- TASK DETAILS -
Return, word for word, the lines below from the one containing "like x=89, y=254." through the one containing "x=413, y=150", both included.

____

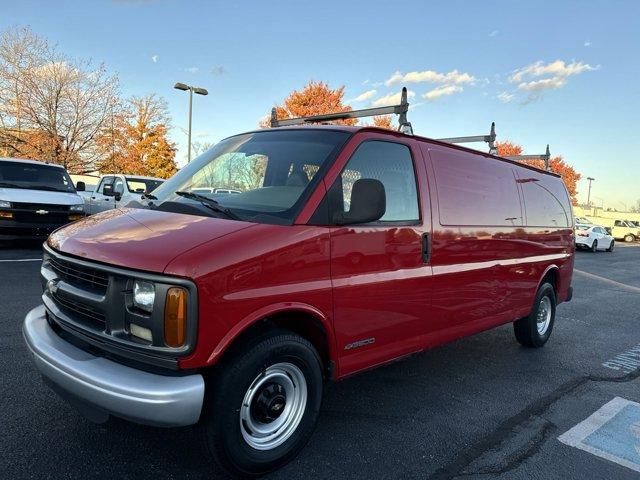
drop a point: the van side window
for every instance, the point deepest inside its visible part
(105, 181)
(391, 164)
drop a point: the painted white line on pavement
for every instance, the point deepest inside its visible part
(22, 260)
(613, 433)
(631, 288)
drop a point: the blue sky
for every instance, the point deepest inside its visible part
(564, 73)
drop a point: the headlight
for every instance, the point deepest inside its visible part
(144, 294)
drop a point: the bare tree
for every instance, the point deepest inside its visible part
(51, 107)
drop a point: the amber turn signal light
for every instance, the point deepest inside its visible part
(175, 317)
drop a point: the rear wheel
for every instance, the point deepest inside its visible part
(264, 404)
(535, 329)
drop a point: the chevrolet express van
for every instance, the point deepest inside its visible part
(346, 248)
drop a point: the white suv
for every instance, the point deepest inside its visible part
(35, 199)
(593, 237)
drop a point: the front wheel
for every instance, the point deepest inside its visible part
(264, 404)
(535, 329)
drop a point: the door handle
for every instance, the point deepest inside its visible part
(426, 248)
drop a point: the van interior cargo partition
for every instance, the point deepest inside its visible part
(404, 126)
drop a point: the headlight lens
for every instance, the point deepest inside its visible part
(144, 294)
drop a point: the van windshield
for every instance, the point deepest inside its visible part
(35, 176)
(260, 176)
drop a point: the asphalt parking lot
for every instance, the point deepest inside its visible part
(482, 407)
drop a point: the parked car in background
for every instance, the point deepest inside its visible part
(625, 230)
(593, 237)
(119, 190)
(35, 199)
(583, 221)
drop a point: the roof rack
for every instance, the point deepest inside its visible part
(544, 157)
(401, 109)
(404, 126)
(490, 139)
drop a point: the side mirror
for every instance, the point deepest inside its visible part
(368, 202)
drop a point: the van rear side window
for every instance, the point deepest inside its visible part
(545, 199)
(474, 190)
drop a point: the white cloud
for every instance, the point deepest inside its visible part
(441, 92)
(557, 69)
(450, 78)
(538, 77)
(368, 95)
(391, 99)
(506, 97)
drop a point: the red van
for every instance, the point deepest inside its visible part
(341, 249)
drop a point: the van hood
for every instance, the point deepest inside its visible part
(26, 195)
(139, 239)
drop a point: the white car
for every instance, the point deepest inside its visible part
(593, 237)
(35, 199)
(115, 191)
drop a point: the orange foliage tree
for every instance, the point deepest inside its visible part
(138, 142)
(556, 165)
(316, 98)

____

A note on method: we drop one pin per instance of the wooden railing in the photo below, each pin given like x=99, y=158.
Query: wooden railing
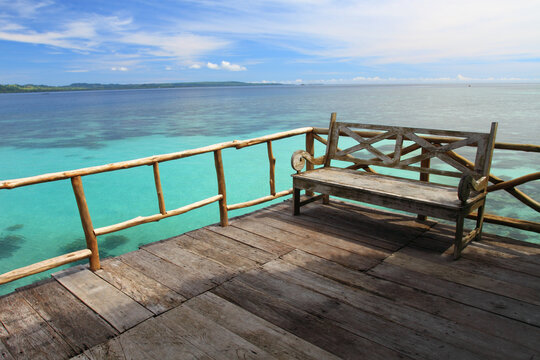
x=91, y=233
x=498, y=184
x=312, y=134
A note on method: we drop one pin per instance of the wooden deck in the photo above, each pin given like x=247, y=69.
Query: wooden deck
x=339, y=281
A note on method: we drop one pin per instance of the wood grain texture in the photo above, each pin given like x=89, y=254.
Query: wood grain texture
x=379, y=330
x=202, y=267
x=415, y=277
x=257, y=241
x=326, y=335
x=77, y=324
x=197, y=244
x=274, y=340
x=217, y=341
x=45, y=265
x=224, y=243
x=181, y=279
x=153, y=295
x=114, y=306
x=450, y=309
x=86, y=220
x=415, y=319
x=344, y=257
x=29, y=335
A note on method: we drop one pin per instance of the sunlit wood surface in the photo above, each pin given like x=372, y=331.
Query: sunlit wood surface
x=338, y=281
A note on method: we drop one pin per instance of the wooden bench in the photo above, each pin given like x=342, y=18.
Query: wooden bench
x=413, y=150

____

- TASK SOLUTION -
A note on method: we drop one pin per instance of the wood grain texture in the photo above, each pin given like x=89, y=254.
Query: wood grain texture
x=379, y=330
x=202, y=267
x=415, y=277
x=257, y=241
x=326, y=335
x=77, y=324
x=197, y=244
x=274, y=340
x=217, y=341
x=45, y=265
x=224, y=243
x=181, y=279
x=153, y=295
x=114, y=306
x=450, y=309
x=86, y=220
x=415, y=319
x=344, y=257
x=29, y=335
A note on method: we drop one pin per instance of the sunlit wood surface in the photo above, each pin given like x=372, y=331.
Query: sunlit wood surface
x=338, y=281
A note on method: we drop one pin per instance of the wooden bench in the photo above, each pin given like x=342, y=18.
Query: wooden bench
x=413, y=150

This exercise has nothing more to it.